▶ [Goal 1]
For each statement below, say yes or no to whether it agrees with the report on the Nippon India appeal, and quote the text's deciding words: (a) RHFL issued the NCDs to raise Rs. 400 crore. (b) Reliance Capital purchased the NCDs after Nippon exercised its put option. (c) IDBI invoked the pledge of RGIC shares on October 18, 2019.

▶ [Extract]
"""
The order was passed by a three-member Bench presided by Justice Tarun Agarwala in an appeal instituted by Nippon India MF (Nippon) and Credit Suisse (CS).
In March 2018, Reliance Home Finance Limited (RHFL) had issued Non-Convertible Debentures (NCDs) to raise Rs. 400 crore, and the bonds were subscribed by Nippon and CS.
The bonds matured in June 2019, but RHFL was unable to redeem the NCDs. Due to the same, the company had sought to restructure the terms of the NCDs and extend the maturity date to October 31, 2019.
Further, it brought in additional security in the form of an irrevocable and unconditional corporate guarantee by Reliance Capital, which is the promoter of RHFL.
Moreover, a put option right was given to the NCD holders, namely, that upon exercising the put option, Reliance Capital was required to purchase the NCDs. A pledge was also to be given by Reliance Capital over its entire shareholding in Reliance General Insurance Company (RGIC), in favour of IDBI Trusteeship Services Ltd, which was acting as the debenture trustee for Nippon India.
Subsequently, a guarantee deed was executed, by which 25,15,49,920 shares of RGIC held by Reliance Capital was pledged in favour of IDBI Trusteeship.
Before the NCDs matured on October 31, 2019, Nippon exercised its put option” to sell 6369 NCDs for approximately Rs. 331 crore. However, Reliance Capital failed to purchase the NCDs of RHFL. Nippon then wrote to IDBI Trusteeship to invoke the pledge under the pledge agreement on October 17, 2019.
IDBI then issued a notice to Reliance Capital on October 18, 2019 and, on October 24, 2019, invoked the pledge of 25,15,49,920 shares of RGIC. Nippon informed the IRDAI of the invocation of shares.
In an order dated December 4 last year, IRDAI declared that pursuant to Section 6A(b)(ii) of the Insurance Act, 1938 read with Regulation 3 of IRDAI (Transfer of Equity Shares of Insurance Companies) Regulations 2015, the transfer was ‘null and void’, as no approval was sought from IRDAI before invoking the pledge.
Under insurance laws, on any acquisition of 5% of an insurance company, IRDAI approval is required. Therefore, IRDAI held that as Credit Suisse and Nippon India were foreign entities, they are not permitted to invest in an insurance company beyond 49%.
Aggrieved by the same, Nippon filed an appeal before SAT Mumbai.
"""
▶ [Available data]
"""
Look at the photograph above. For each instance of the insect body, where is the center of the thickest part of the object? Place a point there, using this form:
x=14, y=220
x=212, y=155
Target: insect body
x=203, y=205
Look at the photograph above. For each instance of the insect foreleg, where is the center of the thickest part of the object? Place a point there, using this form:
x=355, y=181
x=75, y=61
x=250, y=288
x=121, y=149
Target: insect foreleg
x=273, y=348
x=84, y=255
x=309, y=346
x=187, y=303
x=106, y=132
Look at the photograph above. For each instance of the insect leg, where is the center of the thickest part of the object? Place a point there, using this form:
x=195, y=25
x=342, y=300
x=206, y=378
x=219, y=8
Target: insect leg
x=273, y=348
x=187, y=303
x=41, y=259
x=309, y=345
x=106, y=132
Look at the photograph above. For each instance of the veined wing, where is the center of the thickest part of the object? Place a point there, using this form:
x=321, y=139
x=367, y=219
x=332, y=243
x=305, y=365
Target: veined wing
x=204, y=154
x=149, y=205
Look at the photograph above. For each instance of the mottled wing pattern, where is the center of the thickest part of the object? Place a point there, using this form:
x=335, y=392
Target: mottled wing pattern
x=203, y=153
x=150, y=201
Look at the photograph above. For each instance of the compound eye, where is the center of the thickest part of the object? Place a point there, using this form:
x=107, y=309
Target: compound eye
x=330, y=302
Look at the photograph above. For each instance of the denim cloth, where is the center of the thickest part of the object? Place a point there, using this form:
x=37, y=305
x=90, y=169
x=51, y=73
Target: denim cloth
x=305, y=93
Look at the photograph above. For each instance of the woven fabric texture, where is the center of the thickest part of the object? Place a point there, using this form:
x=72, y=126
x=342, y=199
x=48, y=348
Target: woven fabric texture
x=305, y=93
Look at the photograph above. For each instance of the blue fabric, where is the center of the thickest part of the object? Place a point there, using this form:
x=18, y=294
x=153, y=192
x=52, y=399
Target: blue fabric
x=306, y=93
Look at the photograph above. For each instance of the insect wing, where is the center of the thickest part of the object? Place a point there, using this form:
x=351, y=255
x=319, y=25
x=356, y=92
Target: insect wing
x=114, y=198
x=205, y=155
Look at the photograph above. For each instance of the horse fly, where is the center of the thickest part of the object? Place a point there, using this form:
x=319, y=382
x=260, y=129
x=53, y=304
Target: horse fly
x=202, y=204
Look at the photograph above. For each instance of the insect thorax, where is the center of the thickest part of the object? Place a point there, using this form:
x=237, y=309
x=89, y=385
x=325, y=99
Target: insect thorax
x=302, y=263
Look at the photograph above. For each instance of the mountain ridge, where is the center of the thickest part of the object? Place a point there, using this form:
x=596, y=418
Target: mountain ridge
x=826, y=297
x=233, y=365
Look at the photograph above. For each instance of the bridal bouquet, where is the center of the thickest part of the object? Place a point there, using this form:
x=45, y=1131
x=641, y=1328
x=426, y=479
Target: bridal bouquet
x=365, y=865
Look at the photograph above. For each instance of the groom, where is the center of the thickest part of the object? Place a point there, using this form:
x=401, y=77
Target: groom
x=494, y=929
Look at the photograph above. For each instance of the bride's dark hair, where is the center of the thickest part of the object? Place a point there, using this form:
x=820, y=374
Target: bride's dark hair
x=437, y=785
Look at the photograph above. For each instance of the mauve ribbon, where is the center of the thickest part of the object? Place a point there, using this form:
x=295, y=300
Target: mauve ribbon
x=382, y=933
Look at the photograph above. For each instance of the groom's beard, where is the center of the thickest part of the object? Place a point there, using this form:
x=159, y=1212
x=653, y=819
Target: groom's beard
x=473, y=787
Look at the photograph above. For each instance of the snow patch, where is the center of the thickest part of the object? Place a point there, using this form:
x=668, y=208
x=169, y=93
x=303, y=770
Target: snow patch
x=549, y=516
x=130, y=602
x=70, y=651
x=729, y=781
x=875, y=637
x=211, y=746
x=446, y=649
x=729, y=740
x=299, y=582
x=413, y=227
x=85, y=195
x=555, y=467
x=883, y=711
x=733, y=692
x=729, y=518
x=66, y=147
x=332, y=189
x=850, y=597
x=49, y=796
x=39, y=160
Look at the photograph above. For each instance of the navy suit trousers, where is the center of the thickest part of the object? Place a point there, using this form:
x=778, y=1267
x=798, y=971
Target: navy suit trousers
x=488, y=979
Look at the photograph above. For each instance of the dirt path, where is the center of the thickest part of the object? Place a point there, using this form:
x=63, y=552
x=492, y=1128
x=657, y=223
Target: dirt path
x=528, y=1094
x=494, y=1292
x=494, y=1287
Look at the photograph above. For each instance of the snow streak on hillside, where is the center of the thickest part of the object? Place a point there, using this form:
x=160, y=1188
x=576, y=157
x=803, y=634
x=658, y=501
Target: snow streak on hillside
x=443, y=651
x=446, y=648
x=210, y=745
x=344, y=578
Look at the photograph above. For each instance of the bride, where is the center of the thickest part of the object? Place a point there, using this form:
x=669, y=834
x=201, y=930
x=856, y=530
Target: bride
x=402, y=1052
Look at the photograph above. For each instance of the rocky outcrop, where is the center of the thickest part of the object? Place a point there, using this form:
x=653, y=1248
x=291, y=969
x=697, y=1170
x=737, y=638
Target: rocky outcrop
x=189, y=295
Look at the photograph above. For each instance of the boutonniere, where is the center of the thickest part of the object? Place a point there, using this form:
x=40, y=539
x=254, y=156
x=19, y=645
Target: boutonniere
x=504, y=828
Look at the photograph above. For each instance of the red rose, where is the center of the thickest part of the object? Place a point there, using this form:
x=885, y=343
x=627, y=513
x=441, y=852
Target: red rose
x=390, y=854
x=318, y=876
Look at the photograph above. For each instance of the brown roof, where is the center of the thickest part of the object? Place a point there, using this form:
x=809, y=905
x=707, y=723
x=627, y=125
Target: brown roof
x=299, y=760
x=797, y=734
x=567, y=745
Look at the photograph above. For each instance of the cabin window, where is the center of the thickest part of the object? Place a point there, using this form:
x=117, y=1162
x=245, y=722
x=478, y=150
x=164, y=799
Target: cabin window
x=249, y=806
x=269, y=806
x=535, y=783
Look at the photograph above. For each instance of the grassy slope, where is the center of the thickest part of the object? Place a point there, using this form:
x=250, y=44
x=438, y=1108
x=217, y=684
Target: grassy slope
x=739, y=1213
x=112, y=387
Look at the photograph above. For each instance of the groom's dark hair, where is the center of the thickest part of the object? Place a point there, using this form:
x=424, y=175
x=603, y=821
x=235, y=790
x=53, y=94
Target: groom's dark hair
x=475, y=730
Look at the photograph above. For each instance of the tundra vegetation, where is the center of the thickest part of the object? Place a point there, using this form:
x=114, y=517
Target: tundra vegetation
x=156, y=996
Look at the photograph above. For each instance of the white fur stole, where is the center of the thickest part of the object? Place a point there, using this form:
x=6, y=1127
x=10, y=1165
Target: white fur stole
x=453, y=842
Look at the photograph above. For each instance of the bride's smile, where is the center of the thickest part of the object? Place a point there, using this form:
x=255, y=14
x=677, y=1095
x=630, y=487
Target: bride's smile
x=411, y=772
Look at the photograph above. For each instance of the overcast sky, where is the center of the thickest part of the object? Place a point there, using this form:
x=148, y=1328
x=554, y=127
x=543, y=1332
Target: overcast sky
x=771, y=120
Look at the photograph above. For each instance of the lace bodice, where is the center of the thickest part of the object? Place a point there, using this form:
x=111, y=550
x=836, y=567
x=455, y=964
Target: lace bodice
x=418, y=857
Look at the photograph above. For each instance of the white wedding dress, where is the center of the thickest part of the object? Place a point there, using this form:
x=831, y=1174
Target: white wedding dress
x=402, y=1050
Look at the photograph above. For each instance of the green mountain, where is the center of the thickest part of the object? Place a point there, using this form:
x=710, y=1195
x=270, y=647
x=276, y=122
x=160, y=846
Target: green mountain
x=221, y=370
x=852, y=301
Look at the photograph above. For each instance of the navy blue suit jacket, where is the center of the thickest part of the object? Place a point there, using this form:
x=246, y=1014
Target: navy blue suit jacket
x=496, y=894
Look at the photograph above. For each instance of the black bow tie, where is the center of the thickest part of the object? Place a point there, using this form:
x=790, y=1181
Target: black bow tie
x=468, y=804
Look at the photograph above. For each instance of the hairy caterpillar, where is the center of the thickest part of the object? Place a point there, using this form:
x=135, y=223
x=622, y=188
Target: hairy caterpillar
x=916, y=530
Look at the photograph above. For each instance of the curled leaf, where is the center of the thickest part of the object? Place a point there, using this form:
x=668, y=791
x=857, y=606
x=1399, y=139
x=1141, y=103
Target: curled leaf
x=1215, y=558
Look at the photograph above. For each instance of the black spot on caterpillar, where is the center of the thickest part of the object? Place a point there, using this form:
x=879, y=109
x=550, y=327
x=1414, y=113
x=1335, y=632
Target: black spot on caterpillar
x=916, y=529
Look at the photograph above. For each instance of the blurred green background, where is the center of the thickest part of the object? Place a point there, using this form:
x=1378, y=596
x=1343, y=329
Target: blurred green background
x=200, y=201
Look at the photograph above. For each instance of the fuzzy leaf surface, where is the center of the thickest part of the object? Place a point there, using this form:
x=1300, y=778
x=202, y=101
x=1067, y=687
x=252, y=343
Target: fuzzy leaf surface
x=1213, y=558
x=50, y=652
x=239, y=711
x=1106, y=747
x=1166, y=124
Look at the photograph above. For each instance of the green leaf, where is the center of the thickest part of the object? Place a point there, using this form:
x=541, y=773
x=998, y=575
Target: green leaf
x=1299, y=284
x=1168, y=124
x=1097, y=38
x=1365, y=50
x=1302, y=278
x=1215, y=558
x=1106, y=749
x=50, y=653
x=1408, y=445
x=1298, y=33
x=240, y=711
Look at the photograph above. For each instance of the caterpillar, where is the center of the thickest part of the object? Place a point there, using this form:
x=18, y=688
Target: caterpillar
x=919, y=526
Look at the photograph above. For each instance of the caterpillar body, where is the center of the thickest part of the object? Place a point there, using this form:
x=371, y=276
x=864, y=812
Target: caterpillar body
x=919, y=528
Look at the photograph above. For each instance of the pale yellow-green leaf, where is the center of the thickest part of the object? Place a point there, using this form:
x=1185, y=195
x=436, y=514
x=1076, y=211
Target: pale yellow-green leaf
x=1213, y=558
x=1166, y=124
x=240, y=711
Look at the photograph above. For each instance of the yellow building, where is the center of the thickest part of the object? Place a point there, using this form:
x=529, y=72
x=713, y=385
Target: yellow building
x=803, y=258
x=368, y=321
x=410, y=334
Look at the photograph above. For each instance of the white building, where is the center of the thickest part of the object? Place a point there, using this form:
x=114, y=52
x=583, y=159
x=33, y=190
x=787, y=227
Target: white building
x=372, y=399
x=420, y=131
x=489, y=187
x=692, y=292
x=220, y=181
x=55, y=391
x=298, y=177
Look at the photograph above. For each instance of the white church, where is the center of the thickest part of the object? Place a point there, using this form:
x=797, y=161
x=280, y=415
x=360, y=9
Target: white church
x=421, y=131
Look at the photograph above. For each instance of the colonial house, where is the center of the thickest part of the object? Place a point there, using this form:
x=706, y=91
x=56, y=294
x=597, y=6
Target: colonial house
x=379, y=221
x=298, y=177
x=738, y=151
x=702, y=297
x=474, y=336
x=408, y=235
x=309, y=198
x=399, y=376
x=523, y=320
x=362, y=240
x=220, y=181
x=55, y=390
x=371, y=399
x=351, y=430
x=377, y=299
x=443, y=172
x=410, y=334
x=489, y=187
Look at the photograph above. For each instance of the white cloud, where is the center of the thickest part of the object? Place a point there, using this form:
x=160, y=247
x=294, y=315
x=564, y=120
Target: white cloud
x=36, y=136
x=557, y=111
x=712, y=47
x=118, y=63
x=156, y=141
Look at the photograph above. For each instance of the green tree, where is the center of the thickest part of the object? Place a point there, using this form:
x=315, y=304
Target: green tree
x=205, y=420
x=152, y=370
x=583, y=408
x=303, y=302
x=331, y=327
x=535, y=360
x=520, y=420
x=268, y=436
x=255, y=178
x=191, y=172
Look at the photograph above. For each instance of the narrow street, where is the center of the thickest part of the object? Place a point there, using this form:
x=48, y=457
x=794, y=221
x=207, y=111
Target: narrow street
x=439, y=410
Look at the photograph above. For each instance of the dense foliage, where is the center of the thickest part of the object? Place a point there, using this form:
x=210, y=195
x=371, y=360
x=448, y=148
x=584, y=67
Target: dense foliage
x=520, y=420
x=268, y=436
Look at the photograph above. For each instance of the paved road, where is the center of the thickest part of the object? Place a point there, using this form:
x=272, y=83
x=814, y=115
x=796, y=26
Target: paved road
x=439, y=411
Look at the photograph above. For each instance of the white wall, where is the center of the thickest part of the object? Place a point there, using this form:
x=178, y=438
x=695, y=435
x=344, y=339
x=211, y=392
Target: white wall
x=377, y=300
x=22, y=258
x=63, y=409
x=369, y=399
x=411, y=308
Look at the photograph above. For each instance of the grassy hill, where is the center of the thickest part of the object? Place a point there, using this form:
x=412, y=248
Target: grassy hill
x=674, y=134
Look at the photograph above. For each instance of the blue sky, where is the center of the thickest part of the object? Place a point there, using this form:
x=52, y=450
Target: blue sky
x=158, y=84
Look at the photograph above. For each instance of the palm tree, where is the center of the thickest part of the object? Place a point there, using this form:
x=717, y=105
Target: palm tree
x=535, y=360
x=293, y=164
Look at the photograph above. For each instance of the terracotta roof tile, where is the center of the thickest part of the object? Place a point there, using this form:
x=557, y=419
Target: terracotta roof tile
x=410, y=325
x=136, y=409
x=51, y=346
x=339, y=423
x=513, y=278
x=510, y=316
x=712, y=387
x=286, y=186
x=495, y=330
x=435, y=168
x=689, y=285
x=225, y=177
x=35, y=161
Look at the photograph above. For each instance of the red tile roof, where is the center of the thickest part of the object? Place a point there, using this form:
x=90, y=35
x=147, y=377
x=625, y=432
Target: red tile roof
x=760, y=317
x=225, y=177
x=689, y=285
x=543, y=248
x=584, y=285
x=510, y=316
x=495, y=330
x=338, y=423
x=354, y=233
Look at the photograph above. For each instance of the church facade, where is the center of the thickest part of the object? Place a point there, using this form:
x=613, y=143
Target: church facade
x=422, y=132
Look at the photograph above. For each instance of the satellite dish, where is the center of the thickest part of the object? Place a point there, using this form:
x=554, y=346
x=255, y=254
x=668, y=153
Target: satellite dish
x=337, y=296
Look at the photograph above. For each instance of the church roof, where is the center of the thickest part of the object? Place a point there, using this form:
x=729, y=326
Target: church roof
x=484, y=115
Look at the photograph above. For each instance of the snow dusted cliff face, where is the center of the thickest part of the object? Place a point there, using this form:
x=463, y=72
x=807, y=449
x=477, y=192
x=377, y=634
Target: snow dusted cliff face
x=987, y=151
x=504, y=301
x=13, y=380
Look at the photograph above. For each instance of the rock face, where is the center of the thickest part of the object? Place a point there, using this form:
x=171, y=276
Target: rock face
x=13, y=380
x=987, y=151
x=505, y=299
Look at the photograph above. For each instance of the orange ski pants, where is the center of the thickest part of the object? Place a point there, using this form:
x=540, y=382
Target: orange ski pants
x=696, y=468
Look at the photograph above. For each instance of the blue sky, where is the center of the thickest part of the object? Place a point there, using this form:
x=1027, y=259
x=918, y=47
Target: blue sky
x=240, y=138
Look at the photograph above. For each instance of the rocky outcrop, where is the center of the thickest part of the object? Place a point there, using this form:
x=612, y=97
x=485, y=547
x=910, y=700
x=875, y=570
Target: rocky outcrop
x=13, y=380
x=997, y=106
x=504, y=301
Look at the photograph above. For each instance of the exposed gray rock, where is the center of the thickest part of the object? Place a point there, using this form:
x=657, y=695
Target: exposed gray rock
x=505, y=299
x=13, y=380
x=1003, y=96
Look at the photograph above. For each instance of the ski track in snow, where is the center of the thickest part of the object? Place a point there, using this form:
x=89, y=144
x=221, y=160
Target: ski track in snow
"""
▶ [Goal 2]
Quote the lines of the records from the line with "Look at the photograph above. For each instance of the blurred" to the line with "x=200, y=201", and nothing else.

▶ [Answer 1]
(a) Yes: "Reliance Home Finance Limited (RHFL) had issued Non-Convertible Debentures (NCDs) to raise Rs. 400 crore"
(b) No: "However, Reliance Capital failed to purchase the NCDs of RHFL."
(c) No: "on October 24, 2019, invoked the pledge of 25,15,49,920 shares of RGIC"

▶ [Answer 2]
Look at the photograph above. For each instance of the blurred green background, where is the center of the thickest part of the object? Place a point there, using this form:
x=1378, y=596
x=1343, y=329
Target: blurred green background
x=200, y=201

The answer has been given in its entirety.